▶ REQUIRED ACTION: Scan the entries below for the word "church" and copy every line in which it occurs.
++++++++++++++++++++
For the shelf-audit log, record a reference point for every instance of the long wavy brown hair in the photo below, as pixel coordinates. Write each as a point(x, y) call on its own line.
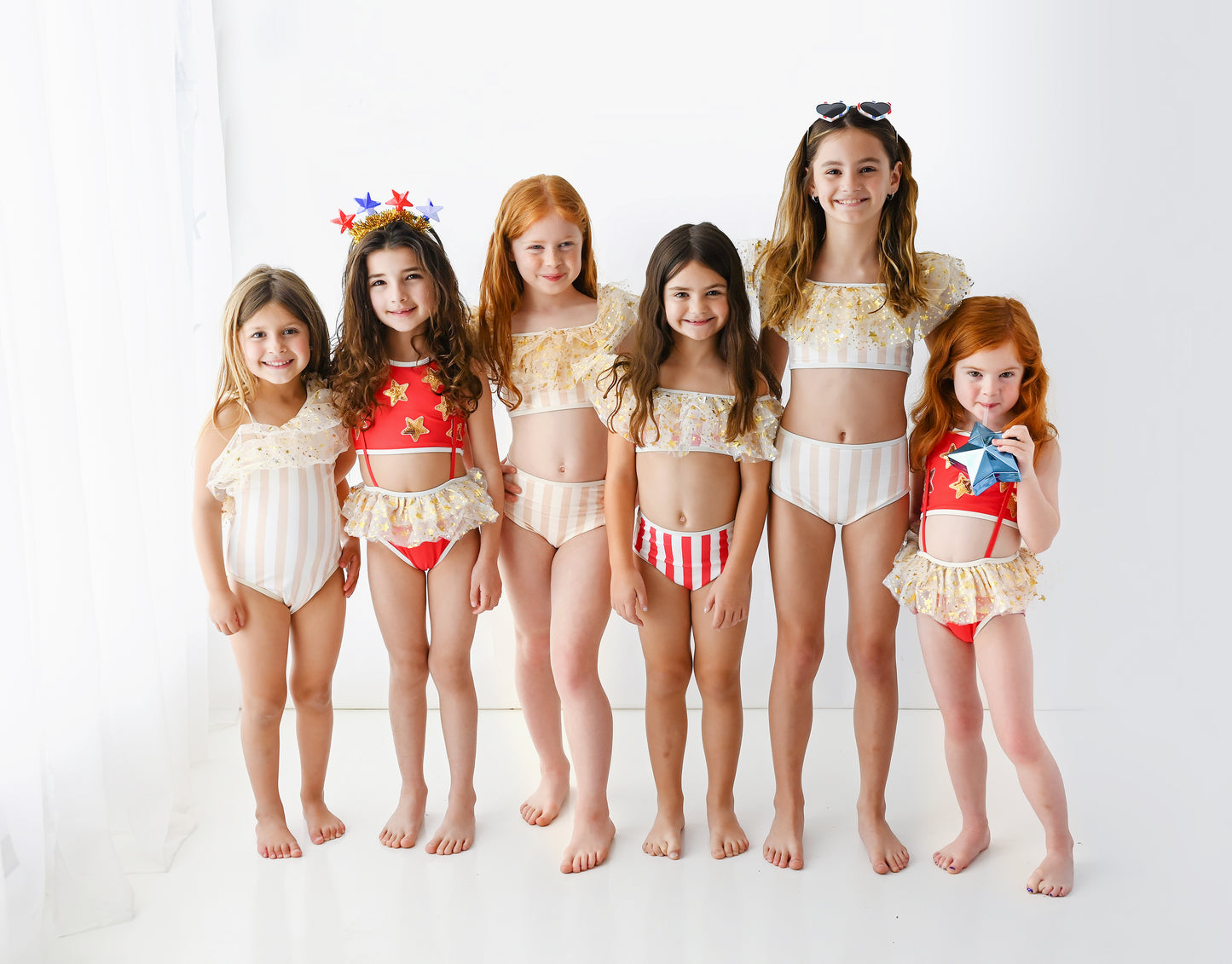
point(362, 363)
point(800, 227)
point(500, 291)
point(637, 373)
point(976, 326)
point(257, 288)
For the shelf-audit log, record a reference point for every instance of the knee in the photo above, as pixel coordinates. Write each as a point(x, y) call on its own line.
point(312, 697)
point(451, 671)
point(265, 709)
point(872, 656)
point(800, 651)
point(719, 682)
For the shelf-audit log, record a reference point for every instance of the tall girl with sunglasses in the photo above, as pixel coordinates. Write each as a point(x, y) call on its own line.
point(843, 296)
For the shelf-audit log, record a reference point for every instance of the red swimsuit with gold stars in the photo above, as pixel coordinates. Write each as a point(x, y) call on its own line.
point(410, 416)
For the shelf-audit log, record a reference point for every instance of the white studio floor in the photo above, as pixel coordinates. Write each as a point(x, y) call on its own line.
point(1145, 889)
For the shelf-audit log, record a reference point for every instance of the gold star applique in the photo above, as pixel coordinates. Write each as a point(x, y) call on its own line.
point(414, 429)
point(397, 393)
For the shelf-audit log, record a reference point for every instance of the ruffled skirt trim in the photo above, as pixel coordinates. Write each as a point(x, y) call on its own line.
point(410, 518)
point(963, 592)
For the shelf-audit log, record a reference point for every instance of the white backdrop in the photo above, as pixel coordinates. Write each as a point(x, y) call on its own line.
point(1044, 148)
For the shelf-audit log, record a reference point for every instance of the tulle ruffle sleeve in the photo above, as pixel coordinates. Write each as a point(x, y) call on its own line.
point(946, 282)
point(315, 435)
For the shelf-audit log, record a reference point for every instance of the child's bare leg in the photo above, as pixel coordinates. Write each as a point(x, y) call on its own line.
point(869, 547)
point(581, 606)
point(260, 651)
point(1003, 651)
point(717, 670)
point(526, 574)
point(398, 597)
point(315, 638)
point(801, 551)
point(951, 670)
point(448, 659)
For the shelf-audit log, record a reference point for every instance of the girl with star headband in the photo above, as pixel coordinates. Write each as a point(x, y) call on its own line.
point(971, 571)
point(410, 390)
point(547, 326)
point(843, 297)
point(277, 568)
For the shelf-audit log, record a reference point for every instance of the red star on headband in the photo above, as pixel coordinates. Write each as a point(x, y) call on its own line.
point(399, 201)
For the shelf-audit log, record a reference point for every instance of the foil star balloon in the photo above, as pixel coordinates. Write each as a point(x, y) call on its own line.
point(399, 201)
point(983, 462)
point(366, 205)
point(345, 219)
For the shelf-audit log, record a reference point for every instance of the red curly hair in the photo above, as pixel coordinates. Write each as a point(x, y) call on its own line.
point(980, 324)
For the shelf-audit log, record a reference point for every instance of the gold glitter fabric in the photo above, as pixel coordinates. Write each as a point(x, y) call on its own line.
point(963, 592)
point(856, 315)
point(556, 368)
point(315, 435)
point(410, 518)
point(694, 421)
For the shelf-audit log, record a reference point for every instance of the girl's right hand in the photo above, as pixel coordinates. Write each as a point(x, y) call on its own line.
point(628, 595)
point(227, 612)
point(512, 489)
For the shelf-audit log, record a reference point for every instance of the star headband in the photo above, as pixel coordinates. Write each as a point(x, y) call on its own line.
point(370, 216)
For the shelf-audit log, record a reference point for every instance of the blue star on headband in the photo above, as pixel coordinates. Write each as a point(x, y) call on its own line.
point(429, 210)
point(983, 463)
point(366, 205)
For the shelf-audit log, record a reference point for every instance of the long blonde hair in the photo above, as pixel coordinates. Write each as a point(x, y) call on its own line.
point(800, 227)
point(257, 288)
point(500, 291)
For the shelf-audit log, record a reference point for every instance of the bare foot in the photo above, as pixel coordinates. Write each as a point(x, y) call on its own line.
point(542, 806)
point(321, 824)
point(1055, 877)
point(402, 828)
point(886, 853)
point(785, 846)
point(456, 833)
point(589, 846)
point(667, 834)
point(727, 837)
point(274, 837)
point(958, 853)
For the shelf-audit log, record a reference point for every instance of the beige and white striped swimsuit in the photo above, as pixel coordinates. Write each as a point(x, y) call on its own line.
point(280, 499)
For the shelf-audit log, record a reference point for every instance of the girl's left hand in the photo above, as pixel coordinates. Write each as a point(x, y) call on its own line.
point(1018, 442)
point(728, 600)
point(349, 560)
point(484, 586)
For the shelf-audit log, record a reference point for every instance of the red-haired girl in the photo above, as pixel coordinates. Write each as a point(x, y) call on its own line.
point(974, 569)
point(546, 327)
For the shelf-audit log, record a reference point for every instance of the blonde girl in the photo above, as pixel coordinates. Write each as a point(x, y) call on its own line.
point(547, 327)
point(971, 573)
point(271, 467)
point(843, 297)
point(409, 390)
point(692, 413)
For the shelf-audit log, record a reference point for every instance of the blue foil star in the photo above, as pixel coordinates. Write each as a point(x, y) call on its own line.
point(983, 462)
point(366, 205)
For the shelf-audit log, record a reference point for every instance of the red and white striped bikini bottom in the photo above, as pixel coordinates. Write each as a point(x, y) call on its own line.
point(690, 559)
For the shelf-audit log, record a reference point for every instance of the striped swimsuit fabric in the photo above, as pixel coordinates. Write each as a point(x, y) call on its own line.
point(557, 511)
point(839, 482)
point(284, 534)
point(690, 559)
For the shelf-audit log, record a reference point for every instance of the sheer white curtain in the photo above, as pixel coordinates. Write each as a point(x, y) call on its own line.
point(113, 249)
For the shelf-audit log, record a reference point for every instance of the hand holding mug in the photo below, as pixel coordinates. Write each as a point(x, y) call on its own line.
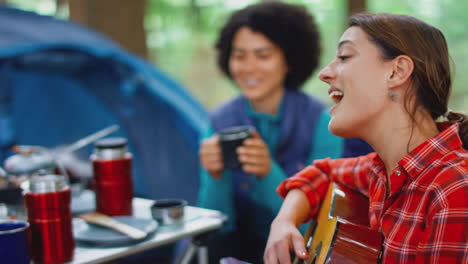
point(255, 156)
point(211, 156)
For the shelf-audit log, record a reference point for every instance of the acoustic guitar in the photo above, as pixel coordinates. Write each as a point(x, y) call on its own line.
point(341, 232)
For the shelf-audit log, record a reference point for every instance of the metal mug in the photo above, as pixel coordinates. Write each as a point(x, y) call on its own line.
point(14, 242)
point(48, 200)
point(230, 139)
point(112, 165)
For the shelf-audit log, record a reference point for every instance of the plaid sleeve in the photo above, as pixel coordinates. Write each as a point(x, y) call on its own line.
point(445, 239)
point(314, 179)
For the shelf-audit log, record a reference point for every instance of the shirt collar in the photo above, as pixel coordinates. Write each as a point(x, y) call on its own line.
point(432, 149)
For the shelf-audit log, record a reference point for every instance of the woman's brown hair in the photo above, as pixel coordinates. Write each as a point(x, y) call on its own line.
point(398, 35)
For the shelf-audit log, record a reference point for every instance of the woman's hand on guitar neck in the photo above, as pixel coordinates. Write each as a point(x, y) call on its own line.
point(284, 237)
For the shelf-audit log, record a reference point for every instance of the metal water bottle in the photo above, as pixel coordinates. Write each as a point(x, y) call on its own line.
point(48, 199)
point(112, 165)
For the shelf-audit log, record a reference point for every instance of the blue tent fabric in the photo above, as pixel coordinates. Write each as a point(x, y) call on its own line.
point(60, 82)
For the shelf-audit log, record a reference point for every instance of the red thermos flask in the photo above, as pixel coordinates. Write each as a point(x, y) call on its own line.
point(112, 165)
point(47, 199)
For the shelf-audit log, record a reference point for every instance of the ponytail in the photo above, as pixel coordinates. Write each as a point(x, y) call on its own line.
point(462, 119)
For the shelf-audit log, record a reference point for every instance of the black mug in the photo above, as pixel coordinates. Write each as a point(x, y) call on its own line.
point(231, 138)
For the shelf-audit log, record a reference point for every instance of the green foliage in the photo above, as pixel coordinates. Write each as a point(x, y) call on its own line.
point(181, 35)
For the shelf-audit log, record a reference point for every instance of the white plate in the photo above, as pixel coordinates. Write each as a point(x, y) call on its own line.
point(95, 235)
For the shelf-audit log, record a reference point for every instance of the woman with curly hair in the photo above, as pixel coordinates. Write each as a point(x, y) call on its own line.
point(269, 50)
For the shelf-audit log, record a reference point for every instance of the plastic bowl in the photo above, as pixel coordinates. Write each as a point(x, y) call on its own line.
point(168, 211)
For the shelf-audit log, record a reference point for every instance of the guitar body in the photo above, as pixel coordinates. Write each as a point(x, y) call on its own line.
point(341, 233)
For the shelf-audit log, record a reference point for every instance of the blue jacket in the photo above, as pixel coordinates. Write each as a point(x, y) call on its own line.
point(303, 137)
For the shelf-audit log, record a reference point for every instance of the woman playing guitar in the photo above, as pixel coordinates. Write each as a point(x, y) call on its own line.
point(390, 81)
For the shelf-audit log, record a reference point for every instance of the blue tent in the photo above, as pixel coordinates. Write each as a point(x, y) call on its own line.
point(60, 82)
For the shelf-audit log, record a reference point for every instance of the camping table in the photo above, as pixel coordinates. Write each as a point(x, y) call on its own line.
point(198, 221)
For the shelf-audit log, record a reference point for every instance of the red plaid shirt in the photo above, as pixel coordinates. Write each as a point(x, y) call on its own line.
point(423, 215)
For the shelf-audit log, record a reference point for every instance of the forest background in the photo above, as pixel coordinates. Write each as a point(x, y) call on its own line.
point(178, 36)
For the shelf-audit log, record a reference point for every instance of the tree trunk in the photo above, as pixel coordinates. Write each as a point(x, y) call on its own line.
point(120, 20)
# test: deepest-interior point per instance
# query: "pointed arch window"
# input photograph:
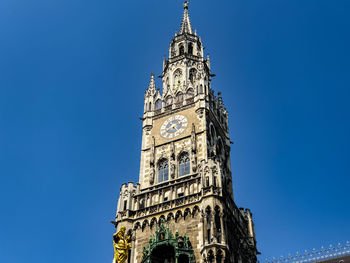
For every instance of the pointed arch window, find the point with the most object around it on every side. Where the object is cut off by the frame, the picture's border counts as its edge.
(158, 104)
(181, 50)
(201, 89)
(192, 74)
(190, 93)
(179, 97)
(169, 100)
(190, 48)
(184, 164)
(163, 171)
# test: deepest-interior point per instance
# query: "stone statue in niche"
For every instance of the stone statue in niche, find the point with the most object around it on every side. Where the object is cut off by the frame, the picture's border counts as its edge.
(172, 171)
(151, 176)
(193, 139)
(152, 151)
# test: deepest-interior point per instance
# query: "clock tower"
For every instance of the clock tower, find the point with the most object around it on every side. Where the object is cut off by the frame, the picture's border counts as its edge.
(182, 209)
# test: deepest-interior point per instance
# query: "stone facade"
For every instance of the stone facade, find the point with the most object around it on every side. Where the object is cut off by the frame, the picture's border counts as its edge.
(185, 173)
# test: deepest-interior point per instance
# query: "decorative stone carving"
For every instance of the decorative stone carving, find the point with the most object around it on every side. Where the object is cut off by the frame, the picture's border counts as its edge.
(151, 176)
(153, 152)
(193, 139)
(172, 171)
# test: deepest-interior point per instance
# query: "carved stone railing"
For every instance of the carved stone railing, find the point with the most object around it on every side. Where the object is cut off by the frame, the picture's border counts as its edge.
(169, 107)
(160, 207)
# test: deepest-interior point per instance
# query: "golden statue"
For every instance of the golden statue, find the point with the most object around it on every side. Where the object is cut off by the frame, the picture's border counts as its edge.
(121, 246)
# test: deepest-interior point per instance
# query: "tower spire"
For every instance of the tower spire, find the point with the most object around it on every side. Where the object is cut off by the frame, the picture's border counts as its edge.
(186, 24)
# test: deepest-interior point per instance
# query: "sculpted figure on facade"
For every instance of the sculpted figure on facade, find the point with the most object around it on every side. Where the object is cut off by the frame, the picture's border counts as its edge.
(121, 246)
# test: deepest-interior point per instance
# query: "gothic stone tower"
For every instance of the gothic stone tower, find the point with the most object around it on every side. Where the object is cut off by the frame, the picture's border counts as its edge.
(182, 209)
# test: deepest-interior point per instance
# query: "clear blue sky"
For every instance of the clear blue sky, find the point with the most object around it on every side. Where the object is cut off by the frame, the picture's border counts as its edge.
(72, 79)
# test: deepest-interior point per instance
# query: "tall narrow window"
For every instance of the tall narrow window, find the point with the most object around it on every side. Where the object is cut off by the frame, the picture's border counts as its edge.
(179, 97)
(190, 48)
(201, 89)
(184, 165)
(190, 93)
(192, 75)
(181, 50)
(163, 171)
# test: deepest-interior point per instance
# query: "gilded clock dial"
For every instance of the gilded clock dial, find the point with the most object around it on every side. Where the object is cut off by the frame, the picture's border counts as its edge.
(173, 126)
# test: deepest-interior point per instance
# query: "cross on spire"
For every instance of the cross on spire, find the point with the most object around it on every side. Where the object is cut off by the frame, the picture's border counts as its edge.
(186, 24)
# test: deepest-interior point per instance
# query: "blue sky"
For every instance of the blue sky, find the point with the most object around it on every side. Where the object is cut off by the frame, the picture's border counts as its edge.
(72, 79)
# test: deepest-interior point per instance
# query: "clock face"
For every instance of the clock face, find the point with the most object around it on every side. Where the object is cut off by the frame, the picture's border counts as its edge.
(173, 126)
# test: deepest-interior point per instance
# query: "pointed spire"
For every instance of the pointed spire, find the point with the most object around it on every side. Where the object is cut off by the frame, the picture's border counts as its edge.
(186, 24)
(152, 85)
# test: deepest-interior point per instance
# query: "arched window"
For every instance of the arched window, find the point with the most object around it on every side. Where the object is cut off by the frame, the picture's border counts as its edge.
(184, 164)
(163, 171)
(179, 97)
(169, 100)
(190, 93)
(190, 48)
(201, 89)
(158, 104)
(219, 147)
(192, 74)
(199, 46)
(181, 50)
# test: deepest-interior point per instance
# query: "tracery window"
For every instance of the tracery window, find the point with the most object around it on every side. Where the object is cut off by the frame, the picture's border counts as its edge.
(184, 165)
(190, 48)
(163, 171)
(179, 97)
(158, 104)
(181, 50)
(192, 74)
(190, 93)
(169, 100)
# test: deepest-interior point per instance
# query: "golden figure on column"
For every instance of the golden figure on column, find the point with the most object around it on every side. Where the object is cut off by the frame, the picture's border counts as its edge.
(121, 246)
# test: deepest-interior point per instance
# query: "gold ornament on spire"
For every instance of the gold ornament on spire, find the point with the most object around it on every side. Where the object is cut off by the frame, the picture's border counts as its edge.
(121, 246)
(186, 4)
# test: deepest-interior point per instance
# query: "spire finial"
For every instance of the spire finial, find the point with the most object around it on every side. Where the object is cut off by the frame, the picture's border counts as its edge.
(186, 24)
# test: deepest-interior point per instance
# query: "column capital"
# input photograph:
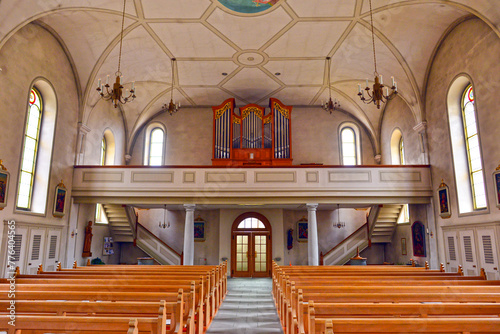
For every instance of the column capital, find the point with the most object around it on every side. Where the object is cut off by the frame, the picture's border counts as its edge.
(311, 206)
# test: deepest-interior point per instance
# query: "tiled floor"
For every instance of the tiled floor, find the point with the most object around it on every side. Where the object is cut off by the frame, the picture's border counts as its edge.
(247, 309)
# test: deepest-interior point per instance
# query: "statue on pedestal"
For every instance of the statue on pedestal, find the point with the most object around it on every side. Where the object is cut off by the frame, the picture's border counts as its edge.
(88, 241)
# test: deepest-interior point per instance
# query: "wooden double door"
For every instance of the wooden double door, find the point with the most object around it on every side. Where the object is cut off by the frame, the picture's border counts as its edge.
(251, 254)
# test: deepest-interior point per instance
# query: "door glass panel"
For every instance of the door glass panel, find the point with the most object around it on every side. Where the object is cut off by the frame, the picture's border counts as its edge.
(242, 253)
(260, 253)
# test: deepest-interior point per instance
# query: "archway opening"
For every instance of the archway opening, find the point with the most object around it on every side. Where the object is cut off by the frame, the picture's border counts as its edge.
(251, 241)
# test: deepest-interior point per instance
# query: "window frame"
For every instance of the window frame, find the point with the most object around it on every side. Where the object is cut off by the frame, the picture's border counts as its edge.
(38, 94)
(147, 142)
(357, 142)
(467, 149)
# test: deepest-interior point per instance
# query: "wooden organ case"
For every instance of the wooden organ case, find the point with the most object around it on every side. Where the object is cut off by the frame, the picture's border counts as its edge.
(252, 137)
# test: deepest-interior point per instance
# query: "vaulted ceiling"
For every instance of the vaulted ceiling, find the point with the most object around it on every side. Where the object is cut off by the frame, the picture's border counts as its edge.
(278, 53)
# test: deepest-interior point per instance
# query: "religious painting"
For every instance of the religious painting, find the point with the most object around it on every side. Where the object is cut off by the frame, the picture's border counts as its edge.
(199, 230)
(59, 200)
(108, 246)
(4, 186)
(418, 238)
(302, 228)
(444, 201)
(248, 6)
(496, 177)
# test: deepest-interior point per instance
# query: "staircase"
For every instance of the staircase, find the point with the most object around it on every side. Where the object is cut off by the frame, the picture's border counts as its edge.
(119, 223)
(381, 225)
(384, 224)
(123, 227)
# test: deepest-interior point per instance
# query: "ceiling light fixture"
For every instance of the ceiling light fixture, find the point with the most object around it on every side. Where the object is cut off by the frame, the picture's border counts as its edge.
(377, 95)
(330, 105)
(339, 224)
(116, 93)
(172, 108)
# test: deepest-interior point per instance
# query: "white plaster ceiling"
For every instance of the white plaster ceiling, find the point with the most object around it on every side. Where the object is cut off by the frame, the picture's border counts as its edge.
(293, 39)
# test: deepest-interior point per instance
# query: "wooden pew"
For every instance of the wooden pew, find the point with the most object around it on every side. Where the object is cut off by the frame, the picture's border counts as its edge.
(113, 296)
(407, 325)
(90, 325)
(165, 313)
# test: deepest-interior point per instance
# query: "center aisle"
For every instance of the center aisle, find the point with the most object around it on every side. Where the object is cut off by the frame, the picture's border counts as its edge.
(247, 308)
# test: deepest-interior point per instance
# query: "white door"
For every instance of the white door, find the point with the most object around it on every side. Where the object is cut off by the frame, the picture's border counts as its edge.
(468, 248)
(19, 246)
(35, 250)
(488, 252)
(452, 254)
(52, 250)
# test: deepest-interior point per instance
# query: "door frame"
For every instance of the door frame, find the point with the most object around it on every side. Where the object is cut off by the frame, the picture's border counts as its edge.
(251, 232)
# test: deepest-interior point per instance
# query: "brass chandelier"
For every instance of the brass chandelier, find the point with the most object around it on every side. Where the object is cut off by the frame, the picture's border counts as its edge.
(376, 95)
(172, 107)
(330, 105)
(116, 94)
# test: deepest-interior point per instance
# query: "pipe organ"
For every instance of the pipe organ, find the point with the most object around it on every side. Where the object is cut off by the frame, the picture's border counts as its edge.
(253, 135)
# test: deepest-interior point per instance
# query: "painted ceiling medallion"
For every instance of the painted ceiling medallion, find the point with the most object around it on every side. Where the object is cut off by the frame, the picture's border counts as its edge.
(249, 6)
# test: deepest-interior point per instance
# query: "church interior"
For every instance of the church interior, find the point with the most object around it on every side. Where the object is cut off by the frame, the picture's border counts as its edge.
++++++++++++++++++++
▶ WRITTEN ANSWER:
# query: "church interior"
For every instance of the church interior, find the point with the most object around it on every side. Where the object is cut off by the frame, the picture's border counts as its edge.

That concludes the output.